- Exercise directions
What follows is a set of entries. Repeat them exactly, but not their pictures.
BEGIN Dataset content
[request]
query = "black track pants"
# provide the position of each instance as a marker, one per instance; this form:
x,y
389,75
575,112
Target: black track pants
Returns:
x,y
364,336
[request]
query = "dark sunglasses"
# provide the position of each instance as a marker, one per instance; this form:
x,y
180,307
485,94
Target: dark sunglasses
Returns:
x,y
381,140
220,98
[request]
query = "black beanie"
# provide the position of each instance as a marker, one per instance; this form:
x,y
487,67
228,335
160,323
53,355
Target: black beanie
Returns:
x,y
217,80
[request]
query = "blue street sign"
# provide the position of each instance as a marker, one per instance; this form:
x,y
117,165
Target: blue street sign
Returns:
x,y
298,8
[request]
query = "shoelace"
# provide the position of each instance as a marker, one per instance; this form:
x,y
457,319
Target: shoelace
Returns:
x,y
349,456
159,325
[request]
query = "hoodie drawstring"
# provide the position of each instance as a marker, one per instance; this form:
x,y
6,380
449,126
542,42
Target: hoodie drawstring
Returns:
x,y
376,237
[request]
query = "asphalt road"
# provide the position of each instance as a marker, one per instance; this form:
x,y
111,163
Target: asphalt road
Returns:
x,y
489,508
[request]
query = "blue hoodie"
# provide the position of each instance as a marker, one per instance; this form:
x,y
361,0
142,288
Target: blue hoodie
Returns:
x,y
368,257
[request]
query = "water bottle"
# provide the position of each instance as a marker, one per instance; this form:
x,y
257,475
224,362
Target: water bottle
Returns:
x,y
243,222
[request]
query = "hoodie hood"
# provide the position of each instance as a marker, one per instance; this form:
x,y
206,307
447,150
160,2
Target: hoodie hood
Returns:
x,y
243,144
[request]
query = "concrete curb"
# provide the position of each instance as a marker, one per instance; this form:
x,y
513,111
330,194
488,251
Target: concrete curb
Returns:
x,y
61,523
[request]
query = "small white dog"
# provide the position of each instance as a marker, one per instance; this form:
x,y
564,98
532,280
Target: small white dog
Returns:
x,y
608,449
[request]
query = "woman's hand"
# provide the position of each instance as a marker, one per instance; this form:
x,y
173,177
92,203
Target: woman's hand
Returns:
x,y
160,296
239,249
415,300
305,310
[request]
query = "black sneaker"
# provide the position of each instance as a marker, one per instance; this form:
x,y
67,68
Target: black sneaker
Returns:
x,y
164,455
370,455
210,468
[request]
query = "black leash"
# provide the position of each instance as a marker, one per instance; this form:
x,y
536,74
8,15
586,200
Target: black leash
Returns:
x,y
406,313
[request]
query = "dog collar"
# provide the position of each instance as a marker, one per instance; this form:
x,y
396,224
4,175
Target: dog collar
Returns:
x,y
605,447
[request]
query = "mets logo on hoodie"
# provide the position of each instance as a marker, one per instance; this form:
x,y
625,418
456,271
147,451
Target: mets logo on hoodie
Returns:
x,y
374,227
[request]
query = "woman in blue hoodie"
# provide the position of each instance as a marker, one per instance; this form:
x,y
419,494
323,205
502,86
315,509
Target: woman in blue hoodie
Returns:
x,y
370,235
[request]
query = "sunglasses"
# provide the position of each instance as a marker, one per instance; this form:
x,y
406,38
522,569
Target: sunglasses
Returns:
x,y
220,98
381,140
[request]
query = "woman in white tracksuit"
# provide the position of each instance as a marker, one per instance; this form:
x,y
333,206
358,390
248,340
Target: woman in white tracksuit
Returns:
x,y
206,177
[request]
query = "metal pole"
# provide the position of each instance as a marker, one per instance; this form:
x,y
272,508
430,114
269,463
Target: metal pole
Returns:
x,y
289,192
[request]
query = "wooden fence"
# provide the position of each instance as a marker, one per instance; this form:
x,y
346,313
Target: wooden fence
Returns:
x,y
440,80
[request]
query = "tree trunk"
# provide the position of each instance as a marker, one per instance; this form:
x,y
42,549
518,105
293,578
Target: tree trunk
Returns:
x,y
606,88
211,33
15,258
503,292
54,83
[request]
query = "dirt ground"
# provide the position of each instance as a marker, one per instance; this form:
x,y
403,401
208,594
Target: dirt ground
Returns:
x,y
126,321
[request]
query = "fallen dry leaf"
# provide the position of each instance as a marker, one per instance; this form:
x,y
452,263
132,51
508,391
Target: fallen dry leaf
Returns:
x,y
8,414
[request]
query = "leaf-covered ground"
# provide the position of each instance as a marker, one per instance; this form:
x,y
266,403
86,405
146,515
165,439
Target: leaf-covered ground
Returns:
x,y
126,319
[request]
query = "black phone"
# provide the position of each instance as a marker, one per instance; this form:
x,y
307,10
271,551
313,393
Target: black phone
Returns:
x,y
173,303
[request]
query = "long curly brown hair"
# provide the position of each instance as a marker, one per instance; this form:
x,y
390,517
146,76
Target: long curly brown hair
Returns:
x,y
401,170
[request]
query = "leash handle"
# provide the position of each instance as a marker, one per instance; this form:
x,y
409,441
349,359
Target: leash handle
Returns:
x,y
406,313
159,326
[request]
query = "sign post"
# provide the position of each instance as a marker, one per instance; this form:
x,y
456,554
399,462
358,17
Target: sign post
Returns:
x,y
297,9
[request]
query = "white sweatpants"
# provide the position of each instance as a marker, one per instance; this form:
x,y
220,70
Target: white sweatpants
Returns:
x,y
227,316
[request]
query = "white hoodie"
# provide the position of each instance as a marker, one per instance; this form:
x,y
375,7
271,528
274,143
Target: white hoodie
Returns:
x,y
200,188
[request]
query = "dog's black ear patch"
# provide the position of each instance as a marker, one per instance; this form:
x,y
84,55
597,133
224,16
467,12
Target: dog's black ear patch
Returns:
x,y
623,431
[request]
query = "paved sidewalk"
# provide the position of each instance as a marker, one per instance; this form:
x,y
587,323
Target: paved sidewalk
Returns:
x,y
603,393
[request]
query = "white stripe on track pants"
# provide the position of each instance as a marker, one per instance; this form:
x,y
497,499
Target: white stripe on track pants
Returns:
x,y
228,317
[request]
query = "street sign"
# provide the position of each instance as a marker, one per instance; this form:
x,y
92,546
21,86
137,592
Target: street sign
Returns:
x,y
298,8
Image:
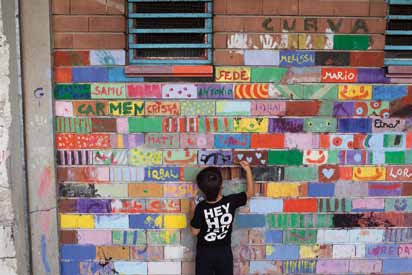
END Dataset content
- Your solution
[request]
query = "black track pants"
# provide the position of each instance as a marker, one per instance; this form:
x,y
389,75
575,112
Target: black track pants
Returns:
x,y
364,336
[request]
query = "dark sunglasses"
# provide the position of each instance as a marker, one per instance; this form:
x,y
180,307
485,94
Target: dark sunglasses
Returns:
x,y
381,140
220,98
[request]
query = "black beanie"
# provide the position of each instance as a marker, one per instance; this form:
x,y
487,67
228,335
160,323
53,355
Target: black beanie
Returns:
x,y
217,80
[request]
query = "blue street sign"
# provide the position of each instance as a marker, one per instance; this form:
x,y
117,165
Target: blue street sign
Returns:
x,y
298,8
[request]
query = "shoelace"
# provide the position of each instance as a marker, one per instance; this form:
x,y
457,319
Target: shoelace
Returns:
x,y
349,456
159,325
[request]
query = "hoodie drawstring"
# provide the position of each instance as a marker, one per instance; this form:
x,y
6,380
449,126
542,42
Target: hoodie drawstring
Returns:
x,y
376,237
[request]
query = "asphalt road"
# provide the position of each instance as a marker, one per instance; this form:
x,y
111,163
Target: asphalt road
Returns:
x,y
489,508
[request]
query = "blue hoodie"
# provide the position of each instance as a marker, one per instance; this form:
x,y
361,0
142,288
Target: blue hoodie
Returns:
x,y
368,257
[request]
query = "water bottle"
# provide the position of each instance as a marker, one per instance; this form:
x,y
257,475
224,362
Target: water bottle
Returns:
x,y
243,222
[request]
query = "hoodie hood"
# provide the position of each instance as a marker, one per instance; this form:
x,y
206,307
447,150
160,2
Target: hoodie hood
Returns:
x,y
243,144
[request]
query = "concrete curb"
# provide the position of each instance as a marker, one per instance; this form:
x,y
513,111
330,194
488,251
Target: concrete curb
Returns:
x,y
61,523
[request]
query = "small white dog"
# provide the position of each instance as a marker, one per instance; this form:
x,y
564,98
532,280
Target: small white dog
Returns:
x,y
608,449
[request]
query = "woman's hand"
# provide the position of each instance as a marker, one per instance; this form:
x,y
173,177
92,203
Target: woman's hand
Returns:
x,y
160,296
239,249
415,300
305,310
[request]
query = "black sneaker"
# provide the position of each instance as a marker, one per instance; this form:
x,y
67,68
Target: black sneaker
Returns:
x,y
164,455
370,455
210,468
[request]
query = "black leash"
# provide the position of each instance as a marker, one per instance; this form:
x,y
536,74
8,15
586,200
Target: black leash
Returns:
x,y
406,313
[request]
query = "dog collar"
# provide the position of each instance as a marker, one per instance; this form:
x,y
396,224
4,175
Target: dog collar
Returns:
x,y
605,447
[request]
query = "mets logo on hoodie"
# provide the position of each instance as a marker, one per instance; this form:
x,y
625,418
456,271
147,451
Target: mets logo on hoodie
Returns:
x,y
374,227
[request]
query = "woman in blue hoodie"
# provide the position of each instance as a marker, one per instance; this form:
x,y
419,494
323,205
502,86
315,509
Target: woman in blue hoodie
Returns:
x,y
370,235
[request]
query = "sunglasses"
# provide the position of each instance as a marker, one per instance; this form:
x,y
406,38
522,569
Target: sunglasses
Returns:
x,y
220,98
381,140
[request]
query = "woman in white tracksuit"
# provide the position of each instance as a marker, one per instance; this form:
x,y
333,206
358,390
248,340
Target: woman in white tracksuit
Returns:
x,y
206,177
[request]
query = "metal pole"
# provide the position of each instance as a marker, one per instance; this form:
x,y
272,508
430,114
269,463
Target: metal pole
Returns:
x,y
289,192
[request]
query = "wooden fence"
# provide the position of each instance as a marker, one per instance; this form:
x,y
346,313
Target: wooden fence
Returns:
x,y
440,80
[request]
query = "tree trunk"
# provide the position of each instance as a marker, one per instance; this form:
x,y
42,549
518,105
293,578
Target: tree trunk
Returns:
x,y
606,88
211,33
15,258
503,292
54,83
[request]
query = "dirt ground"
# provide the position of each instance as a marker, one per instance; this form:
x,y
403,401
208,594
Target: dirt ground
Returns:
x,y
126,321
[request]
query = "fallen dry leaf"
# provide the position of each instance as a marker, one per instance; this form:
x,y
452,263
132,51
508,391
Target: fallen dry leaf
Returns:
x,y
8,414
[request]
query = "leaf-covered ground"
# provide the position of each instance as a marker, one per instance; this form:
x,y
266,403
86,405
146,515
165,439
Target: leaf-covered ground
Returns:
x,y
126,319
[request]
query = "black phone"
# provide the position of each instance as a marker, one per instance; this form:
x,y
307,10
271,551
313,393
Target: black phone
Returns:
x,y
173,303
[request]
query = "long curly brown hair"
# provide the position of each instance as a marker, one per instance; this form:
x,y
390,517
146,76
Target: long curly brown hair
Returns:
x,y
401,170
[request]
query = "leash handle"
# provide the position of each instance as a marker, one per instance; this form:
x,y
409,441
349,359
Target: leash handle
Returns:
x,y
406,313
159,326
[request]
query = "sign post"
# provide the position of each instance as a marker, one per instance; this form:
x,y
456,554
399,462
358,17
Target: sign post
Returns:
x,y
297,9
[request]
query = "white sweatpants"
# provide the position of each instance as a marker, one per instance; this form:
x,y
220,70
Target: white sweatpants
Returns:
x,y
227,316
[request]
query = "white hoodie"
# provide the position of each instance as a marker, one per instance; this form:
x,y
375,7
271,528
274,143
Target: white hoodie
Returns:
x,y
200,188
[request]
query = "dog's black ear patch"
# provide the position of each instance as a marker, one per instance; this form:
x,y
84,55
597,133
224,16
467,12
Target: dog's black ear patch
Returns:
x,y
623,431
[request]
query = "paved sidewalk"
# provide the position of each instance as a marker, one per instance; this form:
x,y
587,323
Target: paved sidewalk
Returns:
x,y
603,393
[request]
query = "white stripe on track pants"
# provide the position of each instance as a marker, one per instance; this form:
x,y
497,499
Target: white stripe on track pants
Returns:
x,y
228,317
[request]
query = "street sign"
# provide the position of each instance as a marker, one per instance; this form:
x,y
92,546
21,86
137,592
Target: street sign
Returns:
x,y
298,8
Image:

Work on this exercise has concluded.